## WHAT YOU WILL DO:
Return all of the lines below word for word, leaving out the pictures.
------ LISTED ENTRIES ------
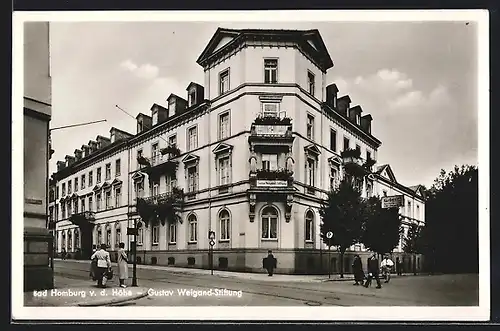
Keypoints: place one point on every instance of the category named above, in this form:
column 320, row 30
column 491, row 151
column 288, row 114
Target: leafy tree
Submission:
column 381, row 227
column 452, row 221
column 342, row 215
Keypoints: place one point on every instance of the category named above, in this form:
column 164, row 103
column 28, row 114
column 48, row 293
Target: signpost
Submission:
column 211, row 237
column 329, row 236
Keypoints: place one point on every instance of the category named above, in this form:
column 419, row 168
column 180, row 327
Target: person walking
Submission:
column 103, row 265
column 122, row 264
column 386, row 267
column 357, row 269
column 269, row 263
column 373, row 271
------
## TASK RESULT:
Keypoints: place one point on every instance of the category named above, in this form:
column 320, row 30
column 491, row 151
column 288, row 114
Target: leafy tree
Submission:
column 381, row 227
column 452, row 221
column 342, row 215
Keypoints: place one point on every instance of the category named above, in this form:
column 164, row 103
column 28, row 114
column 48, row 293
Target: signpost
Submission:
column 211, row 237
column 329, row 236
Keypoints: place one point on every instance of the category named above, in this form:
column 419, row 168
column 180, row 327
Target: person walking
Submission:
column 103, row 265
column 122, row 264
column 386, row 267
column 357, row 269
column 269, row 263
column 373, row 271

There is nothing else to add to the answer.